* DIRECTIONS FOR THIS TASK *
Set out all of the lines below as a numbered list, skipping any blank lines and leaving the pictures out.

* PROVIDED INFORMATION *
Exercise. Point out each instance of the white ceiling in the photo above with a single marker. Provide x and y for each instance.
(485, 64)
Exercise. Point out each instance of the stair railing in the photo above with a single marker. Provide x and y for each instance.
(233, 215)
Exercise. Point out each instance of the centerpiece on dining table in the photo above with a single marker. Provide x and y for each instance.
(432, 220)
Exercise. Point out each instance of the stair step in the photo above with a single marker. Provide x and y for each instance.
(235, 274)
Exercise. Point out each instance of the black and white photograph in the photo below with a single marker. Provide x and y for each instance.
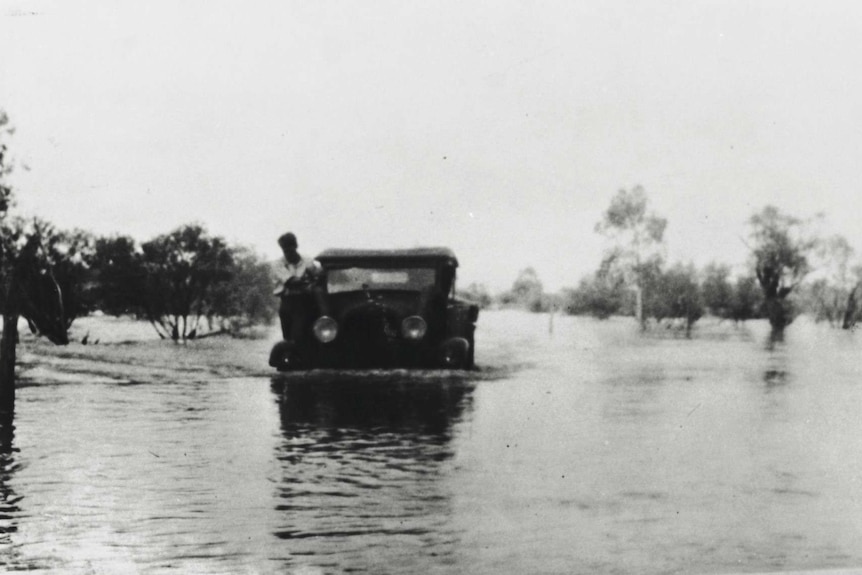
(322, 287)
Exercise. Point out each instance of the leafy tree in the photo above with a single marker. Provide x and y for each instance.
(527, 292)
(780, 251)
(673, 294)
(70, 255)
(27, 286)
(601, 295)
(477, 294)
(747, 299)
(183, 270)
(717, 290)
(118, 276)
(637, 237)
(245, 299)
(831, 294)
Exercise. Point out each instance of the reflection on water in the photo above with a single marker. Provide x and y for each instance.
(592, 450)
(8, 499)
(361, 470)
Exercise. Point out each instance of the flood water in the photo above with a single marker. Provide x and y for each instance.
(588, 450)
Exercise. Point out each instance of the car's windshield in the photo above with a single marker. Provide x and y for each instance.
(356, 279)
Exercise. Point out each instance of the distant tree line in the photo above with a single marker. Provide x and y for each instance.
(187, 283)
(791, 270)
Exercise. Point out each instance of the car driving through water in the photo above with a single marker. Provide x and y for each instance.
(382, 308)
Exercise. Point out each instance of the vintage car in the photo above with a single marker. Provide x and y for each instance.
(383, 308)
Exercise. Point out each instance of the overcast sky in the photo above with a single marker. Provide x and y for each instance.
(500, 129)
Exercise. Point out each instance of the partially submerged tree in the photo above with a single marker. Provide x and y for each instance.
(477, 294)
(527, 292)
(747, 299)
(183, 271)
(27, 286)
(601, 295)
(245, 299)
(780, 252)
(70, 256)
(118, 276)
(637, 238)
(717, 290)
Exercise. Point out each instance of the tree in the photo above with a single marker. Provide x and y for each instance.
(832, 294)
(780, 253)
(637, 237)
(70, 255)
(27, 285)
(477, 294)
(674, 294)
(118, 276)
(183, 270)
(601, 295)
(245, 299)
(717, 290)
(747, 299)
(527, 292)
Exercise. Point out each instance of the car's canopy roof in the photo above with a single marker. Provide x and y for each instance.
(388, 258)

* ANSWER FOR THE TASK *
1. Exercise. Point out each instance of the white ceiling in the photo above with a single marker. Provide x and y for each instance.
2. (485, 64)
3. Exercise. Point out each instance of the stair railing in the photo above with a single marker. Provide x and y for each instance.
4. (233, 215)
5. Exercise. Point out each instance of the centerpiece on dining table in the photo above with a single marker. Provide x and y for each instance.
6. (432, 220)
7. Exercise. Point out each instance of the stair step in the photo above with a single marker. Provide x and y for each instance.
8. (235, 274)
9. Exercise. Point out each instance of the black and white photograph in the photo below with a single marker. Provide x and y for each instance.
10. (322, 287)
11. Exercise. Point out each instance of the leafy tree in the photo above with a single marker. Provide x and y for each instance.
12. (527, 292)
13. (780, 251)
14. (673, 294)
15. (70, 255)
16. (27, 286)
17. (601, 295)
18. (477, 294)
19. (747, 299)
20. (183, 270)
21. (717, 290)
22. (118, 276)
23. (637, 237)
24. (245, 299)
25. (831, 294)
26. Exercise. Point out each instance of the reflection on water in the photo above with a single marker. Provide x and y for each instance.
27. (592, 450)
28. (8, 499)
29. (361, 470)
30. Exercise. Point out each instance of the flood water in the photo above with a single marker. Provide x and y for each instance.
31. (588, 450)
32. Exercise. Point out each instance of the car's windshield in the photo above with a single marker. Provide x and y for each instance.
33. (356, 279)
34. Exercise. Point out each instance of the distant tree line in the photo above with a single marker. Provide x and y for each instance.
35. (187, 283)
36. (791, 270)
37. Exercise. Point out each instance of the car driving through water in the photo above with a single marker. Provide x and y for each instance.
38. (382, 308)
39. Exercise. Point out each instance of the vintage car in the photo above with a single marker. Provide x and y for each instance.
40. (383, 308)
41. Exercise. Point out each instance of the overcast sky in the photo above with a single marker. Provide x and y for each instance.
42. (500, 129)
43. Exercise. Point out each instance of the partially submerged tree in the photo above with a single marker. Provide x and y for each instance.
44. (477, 294)
45. (527, 292)
46. (747, 299)
47. (183, 271)
48. (27, 286)
49. (601, 295)
50. (245, 299)
51. (780, 252)
52. (70, 256)
53. (118, 276)
54. (637, 238)
55. (717, 290)
56. Exercise. Point out each instance of the tree in the photo above with a single marker. Provide x and y for each instance.
57. (832, 294)
58. (780, 253)
59. (637, 237)
60. (70, 255)
61. (27, 285)
62. (477, 294)
63. (674, 294)
64. (118, 276)
65. (183, 270)
66. (601, 295)
67. (245, 299)
68. (717, 290)
69. (747, 299)
70. (527, 292)
71. Exercise. Point out each instance of the car's canopy roof in the photo above with a single marker. Provide x and y for each instance.
72. (388, 258)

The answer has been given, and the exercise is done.